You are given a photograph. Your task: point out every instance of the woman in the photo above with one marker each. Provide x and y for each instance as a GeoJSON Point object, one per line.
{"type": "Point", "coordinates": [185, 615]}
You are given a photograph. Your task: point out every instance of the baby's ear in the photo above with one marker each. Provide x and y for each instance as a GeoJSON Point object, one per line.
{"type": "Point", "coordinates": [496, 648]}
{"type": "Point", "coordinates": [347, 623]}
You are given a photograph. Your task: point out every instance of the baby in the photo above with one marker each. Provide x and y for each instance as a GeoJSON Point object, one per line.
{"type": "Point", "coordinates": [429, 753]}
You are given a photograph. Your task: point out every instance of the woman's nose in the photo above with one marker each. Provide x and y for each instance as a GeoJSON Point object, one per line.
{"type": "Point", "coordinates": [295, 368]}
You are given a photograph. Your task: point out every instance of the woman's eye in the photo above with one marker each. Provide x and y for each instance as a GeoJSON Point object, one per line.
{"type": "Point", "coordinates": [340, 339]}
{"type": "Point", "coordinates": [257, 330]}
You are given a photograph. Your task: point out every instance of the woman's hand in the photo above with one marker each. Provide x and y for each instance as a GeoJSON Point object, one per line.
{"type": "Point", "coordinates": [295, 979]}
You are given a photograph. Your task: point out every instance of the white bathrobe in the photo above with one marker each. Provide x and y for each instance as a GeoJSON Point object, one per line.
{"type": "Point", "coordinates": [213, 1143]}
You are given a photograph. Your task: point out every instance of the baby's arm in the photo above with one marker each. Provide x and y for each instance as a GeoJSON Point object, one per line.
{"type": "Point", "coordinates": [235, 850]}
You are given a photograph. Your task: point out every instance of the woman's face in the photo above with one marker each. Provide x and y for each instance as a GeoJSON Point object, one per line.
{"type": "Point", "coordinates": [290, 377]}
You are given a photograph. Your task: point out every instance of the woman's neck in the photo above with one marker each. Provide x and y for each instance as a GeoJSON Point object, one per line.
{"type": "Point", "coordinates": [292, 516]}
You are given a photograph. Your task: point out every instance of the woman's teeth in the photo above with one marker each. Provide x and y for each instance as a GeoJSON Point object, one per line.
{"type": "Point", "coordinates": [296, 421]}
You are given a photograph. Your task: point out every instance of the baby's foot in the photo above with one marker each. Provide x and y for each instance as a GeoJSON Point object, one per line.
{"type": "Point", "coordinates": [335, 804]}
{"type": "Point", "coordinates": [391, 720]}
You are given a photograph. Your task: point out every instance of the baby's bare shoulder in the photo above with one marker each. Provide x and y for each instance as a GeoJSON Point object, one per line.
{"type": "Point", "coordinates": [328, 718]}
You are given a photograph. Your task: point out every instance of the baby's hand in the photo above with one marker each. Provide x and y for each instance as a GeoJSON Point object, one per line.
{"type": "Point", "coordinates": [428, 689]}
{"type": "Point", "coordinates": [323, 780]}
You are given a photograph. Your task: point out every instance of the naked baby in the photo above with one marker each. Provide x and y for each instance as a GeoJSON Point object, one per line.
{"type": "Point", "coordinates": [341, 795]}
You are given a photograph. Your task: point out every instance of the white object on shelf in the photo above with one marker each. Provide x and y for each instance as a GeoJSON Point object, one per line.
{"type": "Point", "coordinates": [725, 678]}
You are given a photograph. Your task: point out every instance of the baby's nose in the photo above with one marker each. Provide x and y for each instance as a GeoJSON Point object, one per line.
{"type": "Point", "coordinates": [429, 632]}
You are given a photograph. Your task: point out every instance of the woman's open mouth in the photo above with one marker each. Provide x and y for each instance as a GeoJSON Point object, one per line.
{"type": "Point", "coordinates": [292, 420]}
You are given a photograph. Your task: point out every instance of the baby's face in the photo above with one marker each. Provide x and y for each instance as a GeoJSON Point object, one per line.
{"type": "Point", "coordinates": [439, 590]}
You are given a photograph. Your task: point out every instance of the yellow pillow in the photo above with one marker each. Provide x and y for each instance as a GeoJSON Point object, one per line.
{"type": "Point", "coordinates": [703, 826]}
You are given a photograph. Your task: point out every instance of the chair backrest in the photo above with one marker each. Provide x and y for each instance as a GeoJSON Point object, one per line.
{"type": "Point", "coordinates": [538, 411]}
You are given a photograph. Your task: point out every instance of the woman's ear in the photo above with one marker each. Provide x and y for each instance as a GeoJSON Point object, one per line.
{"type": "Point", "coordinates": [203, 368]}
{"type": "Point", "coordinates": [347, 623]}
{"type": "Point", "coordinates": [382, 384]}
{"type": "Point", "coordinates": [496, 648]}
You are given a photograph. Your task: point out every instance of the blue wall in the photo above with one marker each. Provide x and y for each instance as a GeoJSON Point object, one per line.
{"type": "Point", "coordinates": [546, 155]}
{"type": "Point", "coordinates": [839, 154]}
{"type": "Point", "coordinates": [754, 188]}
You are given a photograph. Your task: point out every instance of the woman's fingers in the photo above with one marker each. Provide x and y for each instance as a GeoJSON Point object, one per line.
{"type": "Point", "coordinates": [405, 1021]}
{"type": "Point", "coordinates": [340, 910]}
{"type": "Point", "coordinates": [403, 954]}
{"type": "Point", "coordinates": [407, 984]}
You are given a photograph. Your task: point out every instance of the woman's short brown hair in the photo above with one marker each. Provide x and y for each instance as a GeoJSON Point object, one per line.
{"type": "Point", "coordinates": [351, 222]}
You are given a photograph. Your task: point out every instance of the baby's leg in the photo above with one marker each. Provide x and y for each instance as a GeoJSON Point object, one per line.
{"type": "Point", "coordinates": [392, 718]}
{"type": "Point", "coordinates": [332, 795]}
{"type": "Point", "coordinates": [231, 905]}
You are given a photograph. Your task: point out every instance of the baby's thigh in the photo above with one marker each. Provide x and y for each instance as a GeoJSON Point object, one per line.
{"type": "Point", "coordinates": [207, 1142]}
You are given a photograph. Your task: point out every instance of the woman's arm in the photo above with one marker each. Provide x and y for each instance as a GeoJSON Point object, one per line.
━━━━━━━━
■ EXERCISE REQUIREMENTS: The material must be duplicated in full, with each line kept exact.

■ SOLUTION TO THIS EXERCISE:
You are given a photograph. Your task: point out every instance of the woman in the photo above with one marker each. Provide x and y for each instance as a GeoJSON Point object, one per line.
{"type": "Point", "coordinates": [185, 615]}
You are given a photograph. Your task: point out every instance of the baby's ear in the photo above with one marker each. Provide x and y for each instance as a GeoJSON Point object, one per line.
{"type": "Point", "coordinates": [496, 648]}
{"type": "Point", "coordinates": [347, 623]}
You are given a photograph. Your task: point out every instance of the baby in the photo above with one marker each. Provide x and y for each instance as a GeoJSON Point object, one per line.
{"type": "Point", "coordinates": [429, 753]}
You are given a photograph. Your task: point out every instance of the woman's nose in the photo above with one marker each. Provide x and y for each instance as a GeoJSON Point object, one per line.
{"type": "Point", "coordinates": [295, 368]}
You are given a photograph. Your task: point out every instance of the woman's eye in the photo above with one marker each. Provide x and y for each instance as a GeoJSON Point object, one per line.
{"type": "Point", "coordinates": [340, 339]}
{"type": "Point", "coordinates": [257, 330]}
You are given a photograph. Your task: point out every instance of the woman's hand in the photo above with one marker each. Provide x and y for each instance as a GeoJSON Point object, one per line.
{"type": "Point", "coordinates": [295, 979]}
You are given a photograph. Your task: point out every instance of the white bathrobe in the photo above with one marker each. Provide x and y for each instance as a GeoJSON Point object, one per line.
{"type": "Point", "coordinates": [213, 1143]}
You are given a photograph. Your task: point out every instance of the baby's arm in the photo above with one marker each. Provide x and y for each instance as a GeoJSON Point object, one per line.
{"type": "Point", "coordinates": [235, 850]}
You are given a photograph. Your task: point out every instance of the woman's face in the photo above with one marker each. Provide x and y for each instance as a GeoJSON Point object, one per line.
{"type": "Point", "coordinates": [290, 377]}
You are given a photograph. Your task: point out every instance of the woman's neck in the photo above with one marker each. Provide x and y for each instance as a GeoJSON Point object, one per line.
{"type": "Point", "coordinates": [292, 516]}
You are given a photograph. Your task: point out every instance of the woman's teeth in the photo above with one marker each. Provide x and y for each instance as a GeoJSON Point object, one per line.
{"type": "Point", "coordinates": [296, 421]}
You are given a photograph. Your task: point out every instance of the baby's foot in the photo above with one marker each. Provide x and y for each instance as a GeoJSON Point object, one per line.
{"type": "Point", "coordinates": [335, 804]}
{"type": "Point", "coordinates": [391, 720]}
You are given a photograph. Your task: point out every instance of the baby's bare shoulder in the photo above with one marker each. Provide x and y for each instance as a GeoJSON Point object, one per line.
{"type": "Point", "coordinates": [328, 718]}
You are given a photograph. Your task: point out every instance of the baby's hand in the photo above with one marker each. Provide x and y for each instance as a GeoJSON Point object, one per line.
{"type": "Point", "coordinates": [428, 689]}
{"type": "Point", "coordinates": [323, 780]}
You are given a photograph. Your task: point out every instance of the naked baby in the photo above with one marker each. Provide x and y for each instance as a GeoJSON Point object, one per line.
{"type": "Point", "coordinates": [341, 795]}
You are given a photograph. Your task: point out every instance of the white object on shelf in the photo above with one marker each. Provide x and y for each instance as a GeoJSON Point object, one per line.
{"type": "Point", "coordinates": [725, 678]}
You are given a photograph. Your task: point out every instance of the baby's nose in the photo above with one marker each. Provide x and y for each instance as a GeoJSON Point object, one per line.
{"type": "Point", "coordinates": [429, 632]}
You are given a photograph. Your task: point out every instance of the woman's open mouth in the photo above with one marker each. Provide x and y for each instance as a GeoJSON Point object, one per line.
{"type": "Point", "coordinates": [292, 420]}
You are given a photograph. Your task: point out every instance of the baby's face in the photo above with one marker each. Provide x and y for each instance as a GeoJSON Point object, one per line.
{"type": "Point", "coordinates": [439, 590]}
You are given a photograph. Your task: point out every instance of the yellow pillow in the photo above with one marker each. Provide x and y for each instance as a GeoJSON Point object, one per line.
{"type": "Point", "coordinates": [703, 826]}
You are given a photograph. Your task: point out every instance of the chair backrest in the photo above with one marker each. Provide x and y for each instance as a GeoJSON Point object, one per line.
{"type": "Point", "coordinates": [538, 411]}
You are given a photograph. Your task: point out every instance of the woman's ear in the photo above with one marker each. Provide x and y for each instance as a GeoJSON Point object, one per line.
{"type": "Point", "coordinates": [203, 368]}
{"type": "Point", "coordinates": [347, 623]}
{"type": "Point", "coordinates": [382, 384]}
{"type": "Point", "coordinates": [496, 648]}
You are given a photograph. Your task: point out every instance of the blue wall in the photo above with one marker each. Provide x and y for each instance as a GeoJSON Point object, one per line.
{"type": "Point", "coordinates": [546, 155]}
{"type": "Point", "coordinates": [839, 154]}
{"type": "Point", "coordinates": [754, 188]}
You are given a photograph. Your task: point out every instance of the woman's fingers in the photo above with one marker each. Provide x and y for each instance as a GeoJSON Point object, one per line.
{"type": "Point", "coordinates": [405, 1021]}
{"type": "Point", "coordinates": [340, 910]}
{"type": "Point", "coordinates": [403, 954]}
{"type": "Point", "coordinates": [407, 984]}
You are given a photograph. Your task: point out every instance of the woman's short brown hair in the photo above with one marker each. Provide x and y for each instance as a GeoJSON Point object, one per line.
{"type": "Point", "coordinates": [351, 222]}
You are given a photograph. Your task: point out every instance of the baby's leg in the photo above with one marker each. Provide x and y for each instance as a GeoJSON Point object, one per line.
{"type": "Point", "coordinates": [392, 718]}
{"type": "Point", "coordinates": [332, 795]}
{"type": "Point", "coordinates": [231, 905]}
You are given a photograph. Your task: point out every instance of the baby's thigh in the photo above with one marker each. Provide x and y for each instance as a GeoJSON Point object, one per line.
{"type": "Point", "coordinates": [207, 1142]}
You are given a photograph. Your task: point out every instance of the woman's arm in the photo above with one marker each. Provide x and y for each instance as a GeoJSON Point object, one per line.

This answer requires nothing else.